● **EXCERPTED PASSAGE**
Federal Court of Australia

Waterproofing Technologies Pty Limited v Perri (No 5) [2025] FCA 986

File number(s):

NSD 660 of 2021

Judgment of:

MOORE J

Date of judgment:

20 August 2025

Catchwords:

PRACTICE AND PROCEDURE – security for costs – whether risk that applicants will be unable to meet an order for costs – where first applicant has substantial assets but second applicant does not – whether first applicant should provide an undertaking – where undertaking proffered by Group Managing Director apparently on behalf of another entity – proffering of undertaking not found to constitute an admission – where insolvency of certain group companies insufficient to call into question solvency of other group companies without further evidence – where undertakings need to be perfected – where the applicants’ written submissions require further explanation in light of potentially misleading statements as to the true financial position of the applicants

Cases cited:

Big Review TV Ltd (in liq) v FC Securities Pty Ltd (2025) FCA 222

Waterproofing Technologies Pty Limited v Perri (No 3) [2025] FCA 934

Division:

General Division

Registry:

New South Wales

National Practice Area:

Commercial and Corporations

Sub-area:

Corporations and Corporate Insolvency

Number of paragraphs:

26

Date of hearing:

1 May 2025

Counsel for the Applicants:

Mr J Simpkins

Solicitor for the Applicants:

McCabes Lawyers

Counsel for the First, Second, Third, Sixth, Eighth and Eleventh Respondents:

Mr S Horgan KC and Mr A Ford

Solicitor for the First, Second, Third, Sixth, Eighth and Eleventh Respondents:

Greenwich Legal

Counsel for the Ninth Respondent:

Mr L Magowan

Solicitor for the Ninth Respondent:

Schembri + McCluskys

ORDERS

NSD 660 of 2021

BETWEEN:

WATERPROOFING TECHNOLOGIES PTY LTD ACN 152 481 215

First Applicant

POLYSEAL WATERPROOFING VICTORIA PTY LTD ACN 086 669 650

Second Applicant

AND:

LUIGI PERRI

First Respondent

CCBM BARE PTY LTD ACN 162 850 731

Second Respondent

MILLENIUM HOMES PTY LTD ACN 096 371 667 (and others named in the Schedule)

Third Respondent

order made by:

MOORE J

DATE OF ORDER:

20 August 2025

THE COURT ORDERS THAT:

1.    The proceedings be listed for a case management hearing on 26 August 2025 at 9:30 am for the making of any orders consequent upon these reasons for judgment.

2.    By 4:00 pm on 22 August 2025, the applicants inform the respondents and the Court whether the undertakings contemplated in these reasons for judgment will be provided, and (if not) indicate the applicants’ position on the question of security for costs in light of these reasons for judgment.

Coordinate annotation records
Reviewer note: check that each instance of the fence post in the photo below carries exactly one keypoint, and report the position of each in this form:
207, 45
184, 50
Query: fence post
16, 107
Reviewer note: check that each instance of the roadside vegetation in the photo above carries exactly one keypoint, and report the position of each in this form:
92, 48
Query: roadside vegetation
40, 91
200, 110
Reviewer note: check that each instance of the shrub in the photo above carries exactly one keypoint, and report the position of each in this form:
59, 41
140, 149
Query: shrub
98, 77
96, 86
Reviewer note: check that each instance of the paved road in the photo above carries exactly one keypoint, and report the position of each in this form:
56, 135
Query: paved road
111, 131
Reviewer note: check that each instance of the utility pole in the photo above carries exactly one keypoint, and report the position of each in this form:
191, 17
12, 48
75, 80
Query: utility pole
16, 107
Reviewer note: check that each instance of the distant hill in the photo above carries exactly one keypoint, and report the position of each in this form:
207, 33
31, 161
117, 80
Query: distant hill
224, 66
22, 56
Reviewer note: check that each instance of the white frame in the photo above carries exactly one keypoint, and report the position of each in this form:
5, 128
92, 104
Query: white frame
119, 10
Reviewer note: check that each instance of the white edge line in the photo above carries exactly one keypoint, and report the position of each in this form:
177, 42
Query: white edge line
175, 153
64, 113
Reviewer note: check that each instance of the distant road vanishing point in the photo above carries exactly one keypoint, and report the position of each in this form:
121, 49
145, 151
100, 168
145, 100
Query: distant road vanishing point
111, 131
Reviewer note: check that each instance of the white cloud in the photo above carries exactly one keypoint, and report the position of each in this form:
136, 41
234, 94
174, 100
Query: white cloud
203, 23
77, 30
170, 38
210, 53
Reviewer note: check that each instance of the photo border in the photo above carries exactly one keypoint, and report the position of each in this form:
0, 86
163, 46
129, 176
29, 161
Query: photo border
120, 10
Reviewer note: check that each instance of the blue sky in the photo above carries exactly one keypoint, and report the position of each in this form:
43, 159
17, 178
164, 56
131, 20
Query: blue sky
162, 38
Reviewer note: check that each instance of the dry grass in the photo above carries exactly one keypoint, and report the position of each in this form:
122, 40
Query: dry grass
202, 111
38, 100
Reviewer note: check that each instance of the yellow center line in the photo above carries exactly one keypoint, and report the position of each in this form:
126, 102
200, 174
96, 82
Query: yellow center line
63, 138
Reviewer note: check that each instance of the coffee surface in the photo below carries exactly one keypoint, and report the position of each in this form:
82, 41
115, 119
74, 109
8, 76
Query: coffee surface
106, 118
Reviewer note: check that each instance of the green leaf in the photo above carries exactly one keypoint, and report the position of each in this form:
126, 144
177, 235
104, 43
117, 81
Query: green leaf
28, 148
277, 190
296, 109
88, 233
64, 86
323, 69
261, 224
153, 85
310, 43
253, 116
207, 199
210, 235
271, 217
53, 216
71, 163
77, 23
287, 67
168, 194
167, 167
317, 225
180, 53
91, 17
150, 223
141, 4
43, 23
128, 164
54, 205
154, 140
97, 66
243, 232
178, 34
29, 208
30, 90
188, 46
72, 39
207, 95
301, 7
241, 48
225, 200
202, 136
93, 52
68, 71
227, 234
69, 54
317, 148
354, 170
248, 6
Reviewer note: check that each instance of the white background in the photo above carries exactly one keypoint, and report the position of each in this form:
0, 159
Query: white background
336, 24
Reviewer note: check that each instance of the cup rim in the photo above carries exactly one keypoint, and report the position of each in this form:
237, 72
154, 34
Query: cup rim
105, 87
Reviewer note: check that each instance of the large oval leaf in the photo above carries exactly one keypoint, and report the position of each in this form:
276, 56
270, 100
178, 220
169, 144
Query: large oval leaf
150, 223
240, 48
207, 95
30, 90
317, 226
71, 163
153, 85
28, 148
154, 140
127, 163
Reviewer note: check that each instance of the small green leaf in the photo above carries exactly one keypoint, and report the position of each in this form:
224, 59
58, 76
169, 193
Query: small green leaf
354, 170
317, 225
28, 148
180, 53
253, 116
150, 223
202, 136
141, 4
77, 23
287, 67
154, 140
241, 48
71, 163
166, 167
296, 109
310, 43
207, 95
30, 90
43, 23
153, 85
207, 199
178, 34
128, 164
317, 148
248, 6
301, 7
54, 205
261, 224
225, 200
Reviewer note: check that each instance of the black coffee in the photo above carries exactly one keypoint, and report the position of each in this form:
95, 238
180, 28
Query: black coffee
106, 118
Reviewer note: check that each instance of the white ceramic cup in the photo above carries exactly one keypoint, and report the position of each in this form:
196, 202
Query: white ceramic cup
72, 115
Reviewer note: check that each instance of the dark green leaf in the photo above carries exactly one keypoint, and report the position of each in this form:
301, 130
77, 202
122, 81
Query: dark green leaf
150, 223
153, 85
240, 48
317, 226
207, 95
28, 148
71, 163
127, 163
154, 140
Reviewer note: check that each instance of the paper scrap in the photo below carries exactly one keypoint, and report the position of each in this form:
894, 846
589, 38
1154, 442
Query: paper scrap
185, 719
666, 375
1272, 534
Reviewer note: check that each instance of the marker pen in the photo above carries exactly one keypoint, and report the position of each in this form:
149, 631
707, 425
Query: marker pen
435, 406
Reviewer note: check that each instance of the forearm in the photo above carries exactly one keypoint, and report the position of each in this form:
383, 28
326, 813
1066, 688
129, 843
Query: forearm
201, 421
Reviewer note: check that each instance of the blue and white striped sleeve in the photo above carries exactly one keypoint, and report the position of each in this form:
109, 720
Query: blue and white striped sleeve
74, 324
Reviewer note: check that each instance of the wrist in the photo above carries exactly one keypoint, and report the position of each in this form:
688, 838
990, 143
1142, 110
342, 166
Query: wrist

● **TASK BRIEF**
In two sentences, summarize the court judgment text above.

● **REPLY TO THE EXERCISE**
In Waterproofing Technologies Pty Limited v Perri (No 5), decided by Moore J of the Federal Court of Australia on 20 August 2025, the catchwords concern security for costs, including whether the applicants risk being unable to meet a costs order and whether the first applicant should provide an undertaking. The court ordered that the proceedings be listed for a case management hearing on 26 August 2025 at 9:30 am, and that by 4:00 pm on 22 August 2025 the applicants tell the respondents and the Court whether the contemplated undertakings will be provided and, if not, state their position on security for costs.